• **VOTRE TÂCHE**
Reproduisez mot pour mot chaque ligne de la liste qui suit, de la première à la dernière.

• **DONNÉES SOURCES**
══════

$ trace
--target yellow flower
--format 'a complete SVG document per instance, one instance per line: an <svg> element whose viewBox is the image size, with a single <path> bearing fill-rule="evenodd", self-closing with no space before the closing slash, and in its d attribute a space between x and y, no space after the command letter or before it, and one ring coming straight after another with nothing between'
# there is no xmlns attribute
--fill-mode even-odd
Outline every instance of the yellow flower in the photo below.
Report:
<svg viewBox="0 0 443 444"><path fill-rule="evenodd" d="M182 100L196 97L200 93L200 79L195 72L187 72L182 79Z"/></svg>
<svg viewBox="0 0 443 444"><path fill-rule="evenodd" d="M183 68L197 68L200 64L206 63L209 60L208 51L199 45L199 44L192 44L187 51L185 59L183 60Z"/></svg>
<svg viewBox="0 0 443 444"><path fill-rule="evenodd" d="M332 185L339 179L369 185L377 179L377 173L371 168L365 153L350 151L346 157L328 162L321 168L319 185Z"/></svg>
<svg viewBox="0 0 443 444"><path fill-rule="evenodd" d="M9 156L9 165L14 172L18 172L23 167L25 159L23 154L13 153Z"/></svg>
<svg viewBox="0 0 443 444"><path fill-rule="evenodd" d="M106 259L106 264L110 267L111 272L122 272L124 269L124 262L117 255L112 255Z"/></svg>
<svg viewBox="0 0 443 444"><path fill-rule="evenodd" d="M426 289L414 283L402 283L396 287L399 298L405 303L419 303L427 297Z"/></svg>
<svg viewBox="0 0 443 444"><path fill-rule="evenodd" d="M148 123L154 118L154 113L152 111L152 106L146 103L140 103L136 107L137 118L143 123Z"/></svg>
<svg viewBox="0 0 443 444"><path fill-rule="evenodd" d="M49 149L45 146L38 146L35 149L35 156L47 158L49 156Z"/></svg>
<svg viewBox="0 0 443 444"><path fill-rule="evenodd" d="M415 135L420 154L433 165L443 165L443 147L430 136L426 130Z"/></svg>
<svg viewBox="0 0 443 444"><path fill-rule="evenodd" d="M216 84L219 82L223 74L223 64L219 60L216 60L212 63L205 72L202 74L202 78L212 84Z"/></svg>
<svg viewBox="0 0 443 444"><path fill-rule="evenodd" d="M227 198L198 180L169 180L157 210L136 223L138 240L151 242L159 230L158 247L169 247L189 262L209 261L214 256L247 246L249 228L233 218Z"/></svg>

══════

• **RÉPONSE COMPLÈTE**
$ trace
--target yellow flower
--format 'a complete SVG document per instance, one instance per line: an <svg> element whose viewBox is the image size, with a single <path> bearing fill-rule="evenodd", self-closing with no space before the closing slash, and in its d attribute a space between x and y, no space after the command letter or before it, and one ring coming straight after another with nothing between'
# there is no xmlns attribute
--fill-mode even-odd
Outline every instance of the yellow flower in the photo below.
Report:
<svg viewBox="0 0 443 444"><path fill-rule="evenodd" d="M182 100L196 97L200 93L200 79L195 72L187 72L182 79Z"/></svg>
<svg viewBox="0 0 443 444"><path fill-rule="evenodd" d="M183 68L197 68L200 64L206 63L209 60L208 51L199 45L199 44L192 44L187 51L185 59L183 60Z"/></svg>
<svg viewBox="0 0 443 444"><path fill-rule="evenodd" d="M332 185L339 179L369 185L377 179L377 173L371 168L365 153L350 151L346 157L328 162L321 168L319 185Z"/></svg>
<svg viewBox="0 0 443 444"><path fill-rule="evenodd" d="M9 156L9 165L14 172L18 172L23 167L25 159L23 154L13 153Z"/></svg>
<svg viewBox="0 0 443 444"><path fill-rule="evenodd" d="M106 259L106 264L110 267L111 272L122 272L124 269L124 262L117 255L112 255Z"/></svg>
<svg viewBox="0 0 443 444"><path fill-rule="evenodd" d="M426 289L414 283L402 283L396 287L399 298L405 303L419 303L427 297Z"/></svg>
<svg viewBox="0 0 443 444"><path fill-rule="evenodd" d="M148 123L154 118L154 113L152 111L152 106L146 103L140 103L136 107L137 118L143 123Z"/></svg>
<svg viewBox="0 0 443 444"><path fill-rule="evenodd" d="M49 149L45 146L38 146L35 149L35 156L47 158L49 156Z"/></svg>
<svg viewBox="0 0 443 444"><path fill-rule="evenodd" d="M415 135L420 154L433 165L443 165L443 147L430 136L426 130Z"/></svg>
<svg viewBox="0 0 443 444"><path fill-rule="evenodd" d="M216 84L219 82L223 74L223 64L219 60L216 60L212 63L205 72L202 74L202 78L212 84Z"/></svg>
<svg viewBox="0 0 443 444"><path fill-rule="evenodd" d="M227 198L198 180L169 180L157 210L136 223L138 240L151 242L159 230L158 247L169 247L189 262L209 261L214 256L247 246L249 228L233 218Z"/></svg>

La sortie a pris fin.